#### [WORK ITEM]
Every record that follows must be given again exactly.

#### [MATERIAL FOR THIS TASK]
[Start of section]
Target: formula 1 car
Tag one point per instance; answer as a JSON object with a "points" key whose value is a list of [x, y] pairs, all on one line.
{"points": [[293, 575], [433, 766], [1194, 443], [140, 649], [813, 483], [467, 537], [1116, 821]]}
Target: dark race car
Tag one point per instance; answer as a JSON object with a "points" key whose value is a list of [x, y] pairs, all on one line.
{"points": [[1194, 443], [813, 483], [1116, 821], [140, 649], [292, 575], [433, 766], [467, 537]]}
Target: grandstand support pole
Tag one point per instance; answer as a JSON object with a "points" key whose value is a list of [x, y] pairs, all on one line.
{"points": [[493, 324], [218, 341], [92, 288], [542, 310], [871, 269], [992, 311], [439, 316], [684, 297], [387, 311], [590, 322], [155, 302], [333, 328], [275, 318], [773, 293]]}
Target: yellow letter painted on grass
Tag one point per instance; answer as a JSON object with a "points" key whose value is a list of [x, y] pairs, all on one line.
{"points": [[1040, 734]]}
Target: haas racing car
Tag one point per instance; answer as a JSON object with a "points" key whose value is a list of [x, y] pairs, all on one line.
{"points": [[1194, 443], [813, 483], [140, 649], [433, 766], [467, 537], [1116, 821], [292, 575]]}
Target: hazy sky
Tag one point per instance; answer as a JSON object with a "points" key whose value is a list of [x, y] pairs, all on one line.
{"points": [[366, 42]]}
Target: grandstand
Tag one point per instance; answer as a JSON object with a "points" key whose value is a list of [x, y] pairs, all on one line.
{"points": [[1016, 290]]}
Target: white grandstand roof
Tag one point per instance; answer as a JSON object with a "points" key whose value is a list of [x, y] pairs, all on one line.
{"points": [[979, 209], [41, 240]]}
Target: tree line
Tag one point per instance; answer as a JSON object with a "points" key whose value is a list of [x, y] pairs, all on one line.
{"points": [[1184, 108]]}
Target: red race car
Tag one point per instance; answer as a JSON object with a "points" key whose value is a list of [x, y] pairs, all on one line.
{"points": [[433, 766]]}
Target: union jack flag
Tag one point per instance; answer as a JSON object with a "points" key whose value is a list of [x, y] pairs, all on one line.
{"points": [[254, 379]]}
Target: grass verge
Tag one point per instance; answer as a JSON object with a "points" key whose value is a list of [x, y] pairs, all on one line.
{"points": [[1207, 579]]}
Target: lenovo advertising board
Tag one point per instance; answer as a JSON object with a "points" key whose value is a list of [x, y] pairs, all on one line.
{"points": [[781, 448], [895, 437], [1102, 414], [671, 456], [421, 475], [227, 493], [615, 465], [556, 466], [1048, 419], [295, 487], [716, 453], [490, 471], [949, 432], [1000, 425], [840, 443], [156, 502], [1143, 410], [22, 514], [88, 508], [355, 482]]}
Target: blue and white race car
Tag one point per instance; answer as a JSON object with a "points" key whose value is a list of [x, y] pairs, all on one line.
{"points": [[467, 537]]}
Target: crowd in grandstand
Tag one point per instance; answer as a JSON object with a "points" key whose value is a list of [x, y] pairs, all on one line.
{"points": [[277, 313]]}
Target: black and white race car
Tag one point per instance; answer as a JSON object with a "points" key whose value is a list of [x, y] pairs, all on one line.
[End of section]
#### [SOLUTION]
Target: formula 1 car
Tag one point per instance; answer as a JSON object with a "points" key whose value is a list of [x, y] pairs, all on one line.
{"points": [[293, 575], [433, 766], [1194, 443], [140, 649], [813, 483], [467, 537], [1116, 821]]}
Target: dark race car
Tag one point per instance; answer as a JSON object with a "points" key whose value is a list of [x, y] pairs, all on one line.
{"points": [[1194, 443], [813, 483], [1116, 821], [140, 649], [292, 575], [433, 766], [467, 537]]}
Target: grandstand support pole
Tag one point per instance; answer as a JSON object with a "points" key whose value is a list of [x, y] pairs, all on one line.
{"points": [[493, 324], [218, 341], [92, 288], [542, 310], [871, 269], [992, 311], [439, 316], [684, 297], [387, 311], [590, 322], [155, 302], [333, 328], [275, 318], [773, 293]]}
Target: yellow letter painted on grass
Tag one point per instance; answer as a JSON object with a "points" key whose value is a list of [x, y] pairs, all on one line.
{"points": [[1040, 734]]}
Target: haas racing car
Tag one point per instance; answer as a JSON object with a "points" key whose value is a list of [x, y] pairs, all on one line.
{"points": [[1194, 443], [813, 483], [140, 649], [433, 766], [467, 537], [1116, 821], [292, 575]]}
Target: hazy sky
Tag one point per instance; answer as a JSON object with a "points" key whose value is a list of [x, y] pairs, all on one line.
{"points": [[366, 42]]}
Target: grandstand
Tag one point per instance; answer as a JSON object with a "points" key whose value is a list of [x, y] pairs, all on one line.
{"points": [[1016, 290]]}
Target: white grandstand roof
Tag one point per instance; answer as a JSON object with a "points" key whose value is a list of [x, y] pairs, all on one line.
{"points": [[979, 209], [41, 240]]}
Target: tree line
Tag one point per instance; answer as a JSON object with a "points" key whose value is a list of [x, y] pairs, all on one line.
{"points": [[1184, 108]]}
Target: red race car
Tag one point per instance; answer as a JSON object with a "points" key whose value is a list of [x, y] pairs, all on one line.
{"points": [[433, 766]]}
Target: union jack flag
Tag one point per instance; answer as a JSON object with a "points" key whose value is a list of [x, y] pairs, all on one line.
{"points": [[254, 379]]}
Target: grass verge
Tag one point per instance; answer as a JSON object with a "points" key whose value is a list of [x, y] pairs, all on one line.
{"points": [[1207, 579]]}
Target: lenovo advertising board
Tag one point per instance; answer as a JSON object with a "points" key whose value is a list of [x, y] pairs, all on one line.
{"points": [[781, 448], [895, 437], [1102, 414], [671, 456], [421, 475], [227, 493], [615, 465], [556, 466], [1048, 419], [295, 487], [716, 453], [490, 471], [949, 432], [1000, 425], [840, 443], [156, 502], [1143, 410], [22, 514], [88, 508], [355, 482]]}
Target: blue and white race car
Tag one point per instance; answer as a JSON object with a "points" key whose value is a list of [x, y] pairs, all on one line.
{"points": [[467, 537]]}
Target: crowd in grandstand
Tag one point per instance; answer as a JSON object with a "points" key whose value is a list of [x, y] pairs, all on one line.
{"points": [[277, 313]]}
Target: black and white race car
Tag one point per instance; answer as a JSON object with a "points" key whose value is a list of [x, y] pairs, all on one line.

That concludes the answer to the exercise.